The classes of this data set are inseparable.

Train an SVM classifier using the training data. Standardize the data and specify that 'g' is the positive class.

SVMModel = fitcsvm(X(indx,:),Y(indx),'ClassNames',{'b','g'},...
'Standardize',true);

SVMModel is a ClassificationSVM classifier.

Use the new data set to estimate the optimal score-to-posterior-probability transformation function for mapping scores to the posterior probability of an observation being classified as g. For efficiency, make a compact version of SVMModel, and pass it and the new data to fitPosterior.

CompactSVMModel = compact(SVMModel);
[ScoreCSVMModel,ScoreParameters] = fitPosterior(CompactSVMModel,...
X(~indx,:),Y(~indx));

ScoreTransform = ScoreCSVMModel.ScoreTransform
ScoreTransform =
'@(S)sigmoid(S,-1.098982e+00,4.521089e-01)'
ScoreParameters
ScoreParameters = struct with fields:
Type: 'sigmoid'
Slope: -1.0990
Intercept: 0.4521

ScoreTransform is the optimal score transformation function. ScoreParameters is a structure array with three fields: the score transformation function name (Type), the sigmoid slope (Slope), and the sigmoid intercept estimates (Intercept).

Alternatively, you can pass SVMModel and the new data to fitSVMPosterior, but this process is not as efficient.

Estimate the posterior probabilities that the observations in the new data are in class g.

[labels,postProbs] = predict(ScoreCSVMModel,X(~indx,:));
table(Y(~indx),labels,postProbs(:,2),...
'VariableNames',{'TrueLabel','PredictedLabel','PosteriorProbability'})
ans=20×3 table
TrueLabel    PredictedLabel    PosteriorProbability
_________    ______________    ____________________

{'g'}          {'g'}                  0.7844
{'b'}          {'b'}                0.024579
{'g'}          {'g'}                 0.82402
{'b'}          {'b'}               0.0061634
{'b'}          {'b'}              3.6099e-06
{'b'}          {'b'}                 0.15687
{'b'}          {'g'}                 0.96219
{'b'}          {'b'}              6.1317e-09
{'b'}          {'b'}               0.0019642
{'g'}          {'g'}                 0.72507
{'g'}          {'g'}                 0.70265
{'b'}          {'b'}                0.075291
{'g'}          {'g'}                 0.90691
{'g'}          {'g'}                 0.82844
{'b'}          {'b'}                0.051179
{'g'}          {'g'}                  0.9533
⋮

Load Fisher's iris data set. Use the petal lengths and widths as the predictor data, and remove the virginica species from the data. Reserve 10 random observations of the data, and consider this set new data.

classKeep = ~strcmp(species,'virginica');
X = meas(classKeep,3:4);
Y = species(classKeep);

rng(1);  % For reproducibility
indx1 = 1:numel(species);
indx2 = indx1(classKeep);
indx = ~ismember(indx2,randsample(indx2,10)); % Indices for the training data

gscatter(X(indx,1),X(indx,2),Y(indx));
title('Scatter Diagram of Iris Measurements')
xlabel('Petal length')
ylabel('Petal width')
legend('Setosa','Versicolor')

--

### WRITTEN REQUEST 1
In the SVM classifier excerpt, which class is specified as the positive class when training the model?

Location identification items:
--

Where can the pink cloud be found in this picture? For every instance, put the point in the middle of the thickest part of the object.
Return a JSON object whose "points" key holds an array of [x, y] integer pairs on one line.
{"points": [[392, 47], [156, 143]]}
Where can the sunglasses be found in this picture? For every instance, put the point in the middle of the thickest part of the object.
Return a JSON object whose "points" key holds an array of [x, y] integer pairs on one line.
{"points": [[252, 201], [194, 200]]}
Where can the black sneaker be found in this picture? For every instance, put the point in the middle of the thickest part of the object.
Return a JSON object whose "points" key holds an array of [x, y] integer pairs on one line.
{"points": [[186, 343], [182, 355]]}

--

### WRITTEN REQUEST 2
Please print the lines of the listing from the line containing "Where can the sunglasses" through the end of the listing, inclusive.

### FINAL RESULT 1
The class 'g'.

### FINAL RESULT 2
Where can the sunglasses be found in this picture? For every instance, put the point in the middle of the thickest part of the object.
Return a JSON object whose "points" key holds an array of [x, y] integer pairs on one line.
{"points": [[252, 201], [194, 200]]}
Where can the black sneaker be found in this picture? For every instance, put the point in the middle of the thickest part of the object.
Return a JSON object whose "points" key holds an array of [x, y] integer pairs on one line.
{"points": [[186, 343], [182, 355]]}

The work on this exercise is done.